TEXT EXTRACT.
For instance, at the heart of two pending European Union and U.K. laws governing online safety are requirements that social media companies such as Facebook adjust their systems to stop algorithms from propagating harmful content. In other words, it may not be enough for the company to take down posts of revenge porn and hate speech in an endless game of whack-a-mole. It may instead have to rewrite the algorithms so that such content doesn’t make it into newsfeeds in the first place. That could hurt its ad business if it impacts engagement.
Litigation is coming from different directions. One recent shareholder lawsuit alleges that Facebook’s board overpaid its $5 billion settlement to the FTC to protect Chief Executive Officer Mark Zuckerberg from liability. Another alleges insider trading by a handful of Facebook’s top executives. The suits were filed by two shareholder groups led by pension funds, including the California State Teachers’ Retirement System. A Facebook spokesman declined to comment.
More serious: the company may face criminal liabilities for some of the worst behavior on its site. The leaked internal documents include evidence that Facebook neglected to do enough to stop human trafficking, according to the Wall Street Journal’s report. That could make it liable under the U.K.’s Modern Slavery Act, according to Andrew Wallis, founder of the human trafficking charity Unseen.

GIVEN DATA.
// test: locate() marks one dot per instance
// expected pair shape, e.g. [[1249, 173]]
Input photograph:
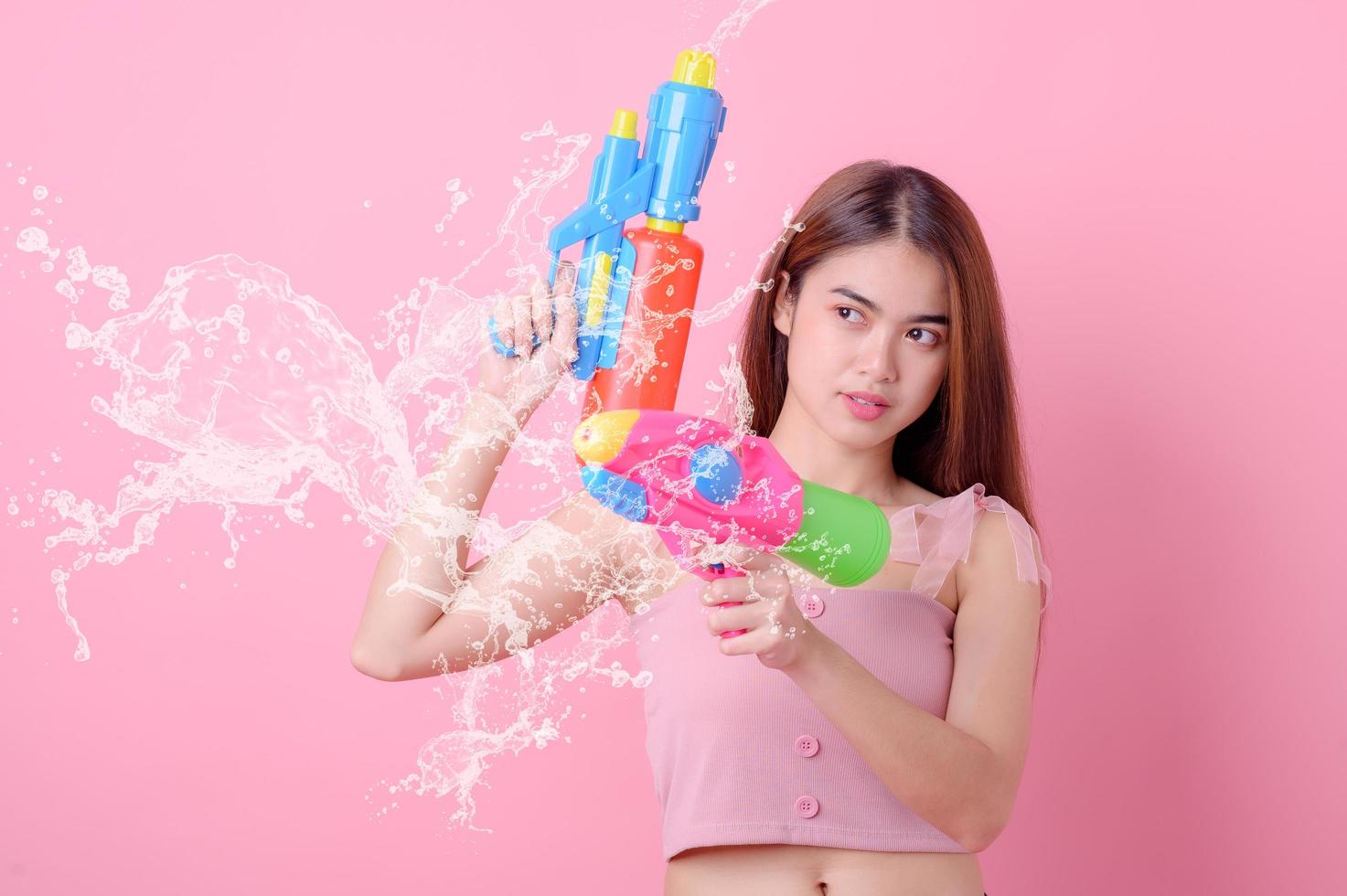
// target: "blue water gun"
[[686, 116]]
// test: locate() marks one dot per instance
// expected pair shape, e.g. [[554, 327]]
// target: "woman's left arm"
[[962, 773]]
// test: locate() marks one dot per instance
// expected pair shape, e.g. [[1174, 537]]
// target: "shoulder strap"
[[939, 534]]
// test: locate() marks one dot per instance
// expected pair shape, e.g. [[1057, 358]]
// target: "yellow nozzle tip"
[[695, 68], [624, 124], [598, 438]]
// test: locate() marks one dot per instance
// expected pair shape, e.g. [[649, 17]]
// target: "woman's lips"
[[862, 411]]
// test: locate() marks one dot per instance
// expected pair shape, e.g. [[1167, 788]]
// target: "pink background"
[[1162, 192]]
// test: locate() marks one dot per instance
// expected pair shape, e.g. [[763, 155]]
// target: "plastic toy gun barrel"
[[686, 116]]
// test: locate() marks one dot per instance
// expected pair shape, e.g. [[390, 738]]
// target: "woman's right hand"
[[526, 380]]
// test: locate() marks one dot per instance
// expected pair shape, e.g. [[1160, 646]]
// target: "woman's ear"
[[780, 310]]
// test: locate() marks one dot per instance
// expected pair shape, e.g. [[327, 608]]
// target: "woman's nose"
[[879, 358]]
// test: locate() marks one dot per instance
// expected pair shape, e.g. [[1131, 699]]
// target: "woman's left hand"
[[777, 632]]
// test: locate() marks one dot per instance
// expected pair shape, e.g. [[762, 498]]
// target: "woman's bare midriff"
[[789, 869]]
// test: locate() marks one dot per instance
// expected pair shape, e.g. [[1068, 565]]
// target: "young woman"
[[877, 742]]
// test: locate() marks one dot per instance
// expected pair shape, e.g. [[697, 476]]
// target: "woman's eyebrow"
[[916, 318]]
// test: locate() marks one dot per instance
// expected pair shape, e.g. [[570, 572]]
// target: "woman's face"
[[868, 320]]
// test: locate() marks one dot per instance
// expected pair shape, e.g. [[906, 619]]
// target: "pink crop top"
[[740, 755]]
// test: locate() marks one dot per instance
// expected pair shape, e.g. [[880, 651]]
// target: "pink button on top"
[[807, 807]]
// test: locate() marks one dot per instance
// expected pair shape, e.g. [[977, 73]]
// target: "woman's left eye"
[[935, 337]]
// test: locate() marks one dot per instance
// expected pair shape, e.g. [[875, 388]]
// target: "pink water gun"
[[692, 480]]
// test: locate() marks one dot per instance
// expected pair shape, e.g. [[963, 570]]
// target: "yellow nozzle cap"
[[598, 438], [695, 68], [624, 124], [660, 224]]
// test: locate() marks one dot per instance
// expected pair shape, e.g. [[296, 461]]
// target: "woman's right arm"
[[424, 612], [560, 571]]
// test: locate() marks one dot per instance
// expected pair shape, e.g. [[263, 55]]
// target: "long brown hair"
[[970, 432]]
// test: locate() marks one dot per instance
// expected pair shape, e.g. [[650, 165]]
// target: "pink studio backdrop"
[[1162, 192]]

TASKS FOR THIS EXERCISE.
1/ Decide whether each statement agrees with the passage about Facebook's legal exposure, answering yes or no and quoting the words of the passage that settle it: (a) the shareholder suits were filed by groups led by pension funds; (b) a Facebook spokesman commented on the suits; (c) Facebook's settlement with the FTC was $5 billion.
2/ Please state which U.K. law, according to the passage about Facebook's legal exposure, could make the company liable.
3/ Resume the passage about Facebook's legal exposure, picking up after its last sentence.
The items come from a separate source, unrelated to the passage.

OUTPUTS BY TASK.
1/
(a) Yes: "The suits were filed by two shareholder groups led by pension funds"
(b) No: "A Facebook spokesman declined to comment."
(c) Yes: "its $5 billion settlement to the FTC"

2/ The Modern Slavery Act.

3/
Gretchen Peters, who runs an organization that tracks crime and terror activity on social media, has been lobbying the Justice Department to investigate if Facebook’s hosting of criminal content rises to the level of a RICO violation, referring to a law that was designed to help prosecute organized crime. A probe isn’t certain, however.
His behavior instead should be troubling, particularly to anyone who wants to see the CEO manage his senior leadership team through yet another crisis. The leak to the Wall Street Journal contained insights from many varied areas of Facebook, suggesting it may have come from a person or people with senior responsibilities.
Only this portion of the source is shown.